- [Trabajo requerido]
1 > En el extracto del documento, ¿a qué autores recurre Vicent Partal para presentar el independentismo como un movimiento anticolonial?
2 > Transcriba del extracto del documento el pasaje comprendido entre "La tercera contradicción" y "general, no mucho.", ambos incluidos, sustituyendo "representantes" por "gobernantes".
3 > Retome el texto sobre el independentismo catalán y prosiga su redacción a continuación de la última oración.
:: Extracto del documento ::
La tercera contradicción que expone Bofill es: «Hablar de “confrontación democrática” (…) y no admitir (…) que para hacer una independencia hacen falta cosas más allá de la democracia.» La democracia es un método para elegir representantes y la secesión es un acto de guerra, ya lo sabemos; pero los dirigentes del proceso a la independencia nos lo vindieron de otra manera. Si han cambiado de opinión, que lo digan abiertamente. La postura de López Bofill está clara; la de los demás, en general, no mucho.
En la cuarta contradicción reincide en la habitual provocación de temor apocalíptico: «Saber que en un gobierno español ultra PP/Vox la represión será brutal y no hacer nada por acelerar AHORA el proceso y ahorrarnos la catástrofe.» Y en la quinta y última, por ahora, cae en la tentación del más difícil todavía: «Querer un estado sin que España tiemble demasiado, cuando todos sabemos que el pleno reconocimiento internacional de la República Catalana sólo puede llegar con la disolución del Reino de España.»
Un discurso anticolonialista catalán
En el artículo antes citado, Vicent Partal quiere liberarnos del «tabú de la violencia». Puesto que ellos, los españoles, ejercen «la violencia de forma cotidiana contra nosotros, en los tribunales, con las armas, en los restaurantes o las consultas médicas, con los insultos, con las leyes o como sea», bien tendremos que responder tarde o temprano. Para ello, para interpretar a Cataluña en clave tercermundista y retratar el independentismo de hoy como un movimiento emancipador anticolonial, recurre a autores como Edward Said; Malcom X, con su «deber de descortesía»; Frantz Fanon, quien dijo que «la violencia desintoxica al individuo, lo que se vio claramente, y lo experimentamos, en la batalla de Urquinaona», y Aimé Césaire.
:::
:: Extractos de datos ::
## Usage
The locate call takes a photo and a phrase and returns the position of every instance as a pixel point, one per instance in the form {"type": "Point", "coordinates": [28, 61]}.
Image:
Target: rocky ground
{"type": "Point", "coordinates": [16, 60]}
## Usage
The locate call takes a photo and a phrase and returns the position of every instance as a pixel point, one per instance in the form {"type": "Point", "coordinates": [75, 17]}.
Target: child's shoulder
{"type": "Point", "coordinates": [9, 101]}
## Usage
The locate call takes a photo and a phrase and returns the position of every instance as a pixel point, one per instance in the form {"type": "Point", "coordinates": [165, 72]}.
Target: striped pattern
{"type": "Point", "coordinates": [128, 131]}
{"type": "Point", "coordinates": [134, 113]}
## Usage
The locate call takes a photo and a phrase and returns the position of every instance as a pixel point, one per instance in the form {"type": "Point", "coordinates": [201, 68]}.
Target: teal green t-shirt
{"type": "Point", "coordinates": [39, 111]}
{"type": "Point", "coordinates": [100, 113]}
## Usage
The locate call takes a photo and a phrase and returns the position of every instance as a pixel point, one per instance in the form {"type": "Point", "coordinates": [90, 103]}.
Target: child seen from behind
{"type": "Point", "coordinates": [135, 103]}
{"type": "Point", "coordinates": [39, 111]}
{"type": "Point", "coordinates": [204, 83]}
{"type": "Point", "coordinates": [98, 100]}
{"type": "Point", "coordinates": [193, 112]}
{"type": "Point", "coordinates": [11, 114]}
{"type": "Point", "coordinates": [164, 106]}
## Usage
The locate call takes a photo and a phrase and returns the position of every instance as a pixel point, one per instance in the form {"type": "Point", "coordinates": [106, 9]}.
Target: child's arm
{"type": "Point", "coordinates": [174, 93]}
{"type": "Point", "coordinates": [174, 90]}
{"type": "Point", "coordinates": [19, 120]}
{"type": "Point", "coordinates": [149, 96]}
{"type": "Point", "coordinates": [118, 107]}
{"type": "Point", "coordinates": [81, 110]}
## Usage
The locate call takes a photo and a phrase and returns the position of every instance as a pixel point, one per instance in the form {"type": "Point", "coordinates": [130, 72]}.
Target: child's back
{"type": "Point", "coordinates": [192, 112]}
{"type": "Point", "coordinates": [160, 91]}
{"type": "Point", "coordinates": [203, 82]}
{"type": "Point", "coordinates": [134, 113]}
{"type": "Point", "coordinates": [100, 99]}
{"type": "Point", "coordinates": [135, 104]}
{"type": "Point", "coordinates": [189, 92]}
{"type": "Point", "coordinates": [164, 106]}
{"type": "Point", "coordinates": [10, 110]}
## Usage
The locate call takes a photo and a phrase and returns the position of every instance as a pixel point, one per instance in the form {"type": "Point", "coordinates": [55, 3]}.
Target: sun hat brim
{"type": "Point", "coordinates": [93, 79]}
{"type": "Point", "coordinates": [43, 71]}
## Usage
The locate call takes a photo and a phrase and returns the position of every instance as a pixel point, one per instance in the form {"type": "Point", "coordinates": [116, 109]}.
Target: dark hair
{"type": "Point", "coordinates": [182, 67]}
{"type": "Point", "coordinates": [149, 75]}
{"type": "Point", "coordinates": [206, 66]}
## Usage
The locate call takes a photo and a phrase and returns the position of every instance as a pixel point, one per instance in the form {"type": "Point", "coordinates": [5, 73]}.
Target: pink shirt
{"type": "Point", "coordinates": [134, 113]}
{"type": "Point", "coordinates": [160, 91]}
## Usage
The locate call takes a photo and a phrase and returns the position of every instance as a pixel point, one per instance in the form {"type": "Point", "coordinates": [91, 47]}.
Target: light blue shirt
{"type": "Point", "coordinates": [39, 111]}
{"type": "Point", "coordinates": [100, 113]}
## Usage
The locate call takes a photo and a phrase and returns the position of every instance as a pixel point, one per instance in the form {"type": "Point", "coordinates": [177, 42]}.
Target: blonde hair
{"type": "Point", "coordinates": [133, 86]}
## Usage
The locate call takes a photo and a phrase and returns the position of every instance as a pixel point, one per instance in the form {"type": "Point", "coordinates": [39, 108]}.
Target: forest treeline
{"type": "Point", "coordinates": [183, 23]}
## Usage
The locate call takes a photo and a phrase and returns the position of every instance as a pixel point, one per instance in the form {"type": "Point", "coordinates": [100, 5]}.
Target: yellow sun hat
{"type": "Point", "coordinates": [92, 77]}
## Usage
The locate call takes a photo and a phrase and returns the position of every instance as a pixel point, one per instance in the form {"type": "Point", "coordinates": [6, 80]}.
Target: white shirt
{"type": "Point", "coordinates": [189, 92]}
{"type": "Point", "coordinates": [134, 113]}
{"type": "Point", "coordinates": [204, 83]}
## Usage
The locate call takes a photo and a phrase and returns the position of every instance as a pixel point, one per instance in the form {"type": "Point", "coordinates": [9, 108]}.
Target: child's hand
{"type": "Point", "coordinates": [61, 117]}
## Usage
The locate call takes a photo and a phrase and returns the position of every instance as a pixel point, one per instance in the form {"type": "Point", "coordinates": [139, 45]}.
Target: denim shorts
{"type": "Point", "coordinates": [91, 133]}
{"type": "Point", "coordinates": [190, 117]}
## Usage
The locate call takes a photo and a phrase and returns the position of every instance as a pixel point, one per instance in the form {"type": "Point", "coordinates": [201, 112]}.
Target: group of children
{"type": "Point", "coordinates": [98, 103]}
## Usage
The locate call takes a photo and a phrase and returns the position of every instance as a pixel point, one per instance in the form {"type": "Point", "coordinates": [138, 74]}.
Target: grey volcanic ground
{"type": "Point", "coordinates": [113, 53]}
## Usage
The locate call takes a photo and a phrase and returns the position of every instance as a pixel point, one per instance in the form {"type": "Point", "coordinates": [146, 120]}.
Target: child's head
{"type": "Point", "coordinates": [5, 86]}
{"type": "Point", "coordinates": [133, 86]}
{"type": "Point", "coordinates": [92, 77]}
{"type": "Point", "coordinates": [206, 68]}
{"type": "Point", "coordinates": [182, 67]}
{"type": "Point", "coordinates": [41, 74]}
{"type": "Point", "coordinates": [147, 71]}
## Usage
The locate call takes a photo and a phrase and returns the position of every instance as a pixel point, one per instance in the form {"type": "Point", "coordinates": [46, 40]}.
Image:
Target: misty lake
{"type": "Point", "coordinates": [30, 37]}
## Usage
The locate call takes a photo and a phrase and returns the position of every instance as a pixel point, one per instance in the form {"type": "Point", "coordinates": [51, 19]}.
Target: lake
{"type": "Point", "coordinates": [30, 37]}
:::
- [Respuestas del ejercicio]
1 > Edward Said, Malcom X, Frantz Fanon y Aimé Césaire.

2 >
La tercera contradicción que expone Bofill es: «Hablar de “confrontación democrática” (…) y no admitir (…) que para hacer una independencia hacen falta cosas más allá de la democracia.» La democracia es un método para elegir gobernantes y la secesión es un acto de guerra, ya lo sabemos; pero los dirigentes del proceso a la independencia nos lo vindieron de otra manera. Si han cambiado de opinión, que lo digan abiertamente. La postura de López Bofill está clara; la de los demás, en general, no mucho.

3 >
Este último, en un artículo del año pasado —Lectures de vacances: per un discurs anticolonialista català</a>—, le inspiró esta reflexión: «El racismo y el desprecio a quienes los colonialistas consideran inferiores, como nosotros, sigue vivo y somos víctimas de él. Porque el autoritarismo todavía es la herramienta de control social y nos sigue afectando. Y porque las democracias europeas persisten en el cinismo de mantener la democracia para algunos, en el centro, mientras persiguen e hacen imposible la vida de los demás, en la periferia, si ésta se insubordina.»
Seguramente, Partal hace años que entiende la cuestión catalana como parte de un movimiento revolucionario mudial, pero la inmensa mayoría de la gente que el proceso movilizó no se han sentido en ningún momento ni descendientes de esclavos, ni herederos de tribus africanas sometidas por potencias lejanas; entre sus agravios no está el de haber sido colonizados por nadie. Ni su lengua ni su religión ni sus leyes y costumbres fueron impuestas por las huestes de Felipe V, ya estaban aquí.
El del anticolonialismo no es un argumentario muy sólido ni convincente, pero hay que seguir calentando los ánimos, que si no, se enfrían.